### The exercise
Answer these questions from the passage on Boley, Oklahoma:
1. What was the town's population at the 2010 census?
2. In what year did the Boley Public School District close the elementary school?
3. For whom was the town named?

### Passage
________________________
Boley is a town in Okfuskee County, Oklahoma, United States. The population was 1,184 at the 2010 census, a gain of 5.2 percent from the figure of 1,126 recorded in 2000. Boley was incorporated in 1905 as a predominantly Black pioneer town with persons having Native American ancestry among its citizens.  Boley is currently home to barbeque equipment maker, Smokaroma, Inc, and the John Lilley Correctional Center.

The Boley Public School District closed the high school in 2007 and the elementary in 2010 due to declining enrollment.  The Boley Historic District is a National Historic Landmark.   Currently Boley hosts The Annual Boley Rodeo & Bar-B-Que Festival.

History
This area was settled by Creek Freedmen, whose ancestors had been held as slaves of the Creek at the time of Indian Removal in the 1830s.  After the American Civil War, the United States negotiated new treaties with tribes that allied with the Confederacy. It required them to emancipate their slaves and give them membership in the tribes.  Those formerly slaves were called the Creek Freedmen. At the time of allotments to individual households under the Dawes Commission, Creek Freedmen were registered as such on the Dawes Rolls (even if they were of mixed-race and also descended directly from Creek ancestors.) Creek Freedmen set up independent townships, of which Boley was one. The town was established on the land allotted to Abigail Barnett-McCormick, daughter of James Barnett, a Creek freedman.

The coming of the Fort Smith & Western Railroad allowed agricultural land to be more profitably used as a townsite.  Property owned by the Barnett family, among other Creek Freedmen, was midway between Paden and Castle, and ideal for a station stop.  With the approval of the railroad management, Boley, Creek Nation, Indian Territory was incorporated in 1905. It was named for J. B.  Boley, an official of the railroad.  There were no other Black towns nearby, it became a center of regional business. During the early part of the 20th century, Boley was one of the wealthiest Black towns in the US.  It boasted two banks, including the first nationally chartered bank owned by blacks, three cotton gins, and its own electric company. The town had over 4,000 residents by 1911, and was the home of two colleges: Creek-Seminole College, and Methodist Episcopal College. The Masonic Lodge was called "the tallest building between Okmulgee and Oklahoma City," when it was built in 1912. Booker T. Washington visited Boley in 1905, and was so impressed that he included Boley in his speeches.
________________________
### Dataset records
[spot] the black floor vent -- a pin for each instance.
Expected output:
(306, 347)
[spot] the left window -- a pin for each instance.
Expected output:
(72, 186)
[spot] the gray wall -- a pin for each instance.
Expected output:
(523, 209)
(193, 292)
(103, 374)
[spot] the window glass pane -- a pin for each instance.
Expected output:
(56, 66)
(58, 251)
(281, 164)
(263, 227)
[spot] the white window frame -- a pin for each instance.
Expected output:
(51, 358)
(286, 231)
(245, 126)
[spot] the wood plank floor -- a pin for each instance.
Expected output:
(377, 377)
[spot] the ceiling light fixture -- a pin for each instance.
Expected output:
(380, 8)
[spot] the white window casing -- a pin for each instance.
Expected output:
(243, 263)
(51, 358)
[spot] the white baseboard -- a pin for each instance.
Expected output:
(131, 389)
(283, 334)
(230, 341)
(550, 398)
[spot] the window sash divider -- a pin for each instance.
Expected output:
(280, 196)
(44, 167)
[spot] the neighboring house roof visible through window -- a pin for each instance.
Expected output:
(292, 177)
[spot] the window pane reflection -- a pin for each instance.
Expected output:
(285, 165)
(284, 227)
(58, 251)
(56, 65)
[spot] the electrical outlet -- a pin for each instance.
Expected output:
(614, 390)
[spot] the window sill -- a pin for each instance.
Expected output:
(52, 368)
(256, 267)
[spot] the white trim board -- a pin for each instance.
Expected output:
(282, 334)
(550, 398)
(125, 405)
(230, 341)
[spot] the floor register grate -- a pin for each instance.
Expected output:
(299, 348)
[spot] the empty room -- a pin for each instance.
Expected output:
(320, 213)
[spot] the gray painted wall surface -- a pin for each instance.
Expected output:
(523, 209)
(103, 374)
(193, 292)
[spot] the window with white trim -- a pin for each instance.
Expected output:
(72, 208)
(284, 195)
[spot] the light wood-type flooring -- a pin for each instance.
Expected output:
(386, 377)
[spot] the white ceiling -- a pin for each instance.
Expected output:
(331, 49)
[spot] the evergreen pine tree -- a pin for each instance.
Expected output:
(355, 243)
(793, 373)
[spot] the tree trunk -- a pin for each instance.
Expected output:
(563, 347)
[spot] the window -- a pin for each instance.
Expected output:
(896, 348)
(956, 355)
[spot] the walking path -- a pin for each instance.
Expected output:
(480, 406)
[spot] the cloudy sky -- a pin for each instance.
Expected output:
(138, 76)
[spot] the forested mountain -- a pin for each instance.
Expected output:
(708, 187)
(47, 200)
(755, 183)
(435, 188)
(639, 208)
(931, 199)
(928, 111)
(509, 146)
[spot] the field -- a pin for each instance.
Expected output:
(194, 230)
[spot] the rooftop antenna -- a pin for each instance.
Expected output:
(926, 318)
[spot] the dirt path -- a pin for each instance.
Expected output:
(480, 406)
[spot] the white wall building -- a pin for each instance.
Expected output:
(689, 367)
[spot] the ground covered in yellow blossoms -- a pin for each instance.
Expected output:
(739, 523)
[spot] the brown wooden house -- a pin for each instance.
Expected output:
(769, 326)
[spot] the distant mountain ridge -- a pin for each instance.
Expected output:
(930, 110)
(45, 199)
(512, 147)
________________________
### Right answer
1. 1,184
2. 2010
3. J. B. Boley, an official of the railroad